[Stored items]
- - -

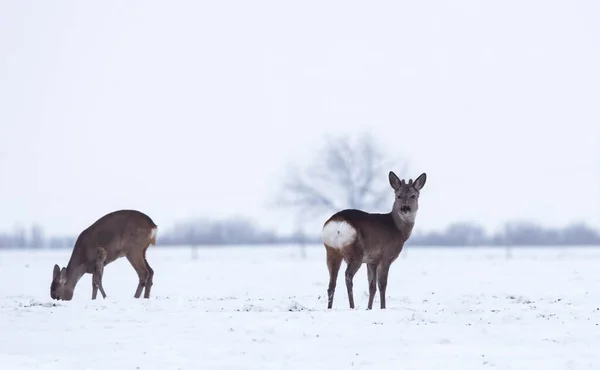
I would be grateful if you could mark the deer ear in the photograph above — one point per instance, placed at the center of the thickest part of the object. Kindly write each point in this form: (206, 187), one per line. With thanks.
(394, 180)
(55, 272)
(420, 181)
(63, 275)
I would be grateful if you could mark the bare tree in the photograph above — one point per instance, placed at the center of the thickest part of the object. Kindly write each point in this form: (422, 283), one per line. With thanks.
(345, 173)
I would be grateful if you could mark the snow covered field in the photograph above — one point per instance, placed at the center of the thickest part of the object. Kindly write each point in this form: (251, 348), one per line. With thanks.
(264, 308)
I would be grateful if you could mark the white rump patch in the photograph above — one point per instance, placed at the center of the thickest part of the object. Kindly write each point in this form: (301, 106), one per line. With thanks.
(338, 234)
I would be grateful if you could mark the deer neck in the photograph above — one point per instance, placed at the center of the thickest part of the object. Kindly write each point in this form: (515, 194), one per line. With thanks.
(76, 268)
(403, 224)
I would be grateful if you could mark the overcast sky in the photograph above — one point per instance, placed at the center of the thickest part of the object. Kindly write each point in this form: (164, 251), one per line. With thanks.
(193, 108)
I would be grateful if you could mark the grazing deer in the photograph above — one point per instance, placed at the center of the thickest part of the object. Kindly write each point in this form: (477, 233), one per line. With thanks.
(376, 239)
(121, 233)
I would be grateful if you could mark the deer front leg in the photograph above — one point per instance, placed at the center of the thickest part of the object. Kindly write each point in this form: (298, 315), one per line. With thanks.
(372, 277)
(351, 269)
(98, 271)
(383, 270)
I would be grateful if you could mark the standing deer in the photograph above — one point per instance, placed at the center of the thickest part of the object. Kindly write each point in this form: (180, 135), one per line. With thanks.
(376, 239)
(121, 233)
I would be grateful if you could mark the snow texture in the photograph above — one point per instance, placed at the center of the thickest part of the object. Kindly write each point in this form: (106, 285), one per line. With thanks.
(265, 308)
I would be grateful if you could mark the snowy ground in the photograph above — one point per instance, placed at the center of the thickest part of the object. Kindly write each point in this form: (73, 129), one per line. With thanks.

- - -

**Exercise details:** Strip out the images, then output the records above word for word.

**Solution:**
I would be grateful if you could mark the deer ear in the photograph above — one point per instance, placed at the center of the thickest part of the object. Kindly write each point in this form: (206, 187), one per line. With thanks.
(394, 180)
(55, 272)
(420, 181)
(63, 275)
I would be grateful if you could mark the bare tree in the photograph above — one point per instance, placed at the center of the thickest part of the object. Kindly write each point in this form: (422, 283), one per line. With thanks.
(345, 173)
I would be grateful if you could mark the snow covered field in the photograph above — one point per instance, placed at the center of the thickest part of the object. Kindly write each point in this form: (251, 348), one per line. With thanks.
(264, 308)
I would be grateful if you could mark the white rump patch in the photograph above — one point per instance, placed at the center of the thickest part of the object. Kindly write each point in this form: (301, 106), one per line. With thanks.
(338, 234)
I would be grateful if you could mark the deer neck in the photograph above — one point per instance, placed at the center of the thickest part of the object. Kindly write each point in this form: (515, 194), one per line. With thanks.
(76, 268)
(403, 224)
I would be grateful if you could mark the overcast sky in the photograph above — one point per instance, placed at the center of the thickest part of the object. Kindly write each point in this form: (164, 251), one per line. With thanks.
(193, 108)
I would be grateful if you could mark the grazing deer in the photograph above — one point per instance, placed at the center of the thickest part of the object. Kindly write each point in this form: (477, 233), one per line. With thanks.
(376, 239)
(121, 233)
I would be grateful if you could mark the deer front leg in the photograph above — one point per instance, placed at the center of the thickest part of the object. Kindly write each point in this form: (298, 315), one per line. With thanks.
(372, 277)
(351, 269)
(98, 271)
(383, 270)
I would be grateful if you could mark the standing deer in the photograph above — one point per instance, placed at the center of the thickest part of the object. Kindly write each point in this form: (180, 135), one per line. With thanks.
(376, 239)
(121, 233)
I would be grateful if you could mark the snow texture in the photograph above — one point per instance, placed at the center of the thickest part of the object. Kindly write each point in this form: (106, 285), one per line. With thanks.
(265, 308)
I would be grateful if you could mark the snowy ground in the photograph above — one point per instance, placed at the center of the thickest part of the object. Kindly write each point in this form: (73, 129), one per line. With thanks.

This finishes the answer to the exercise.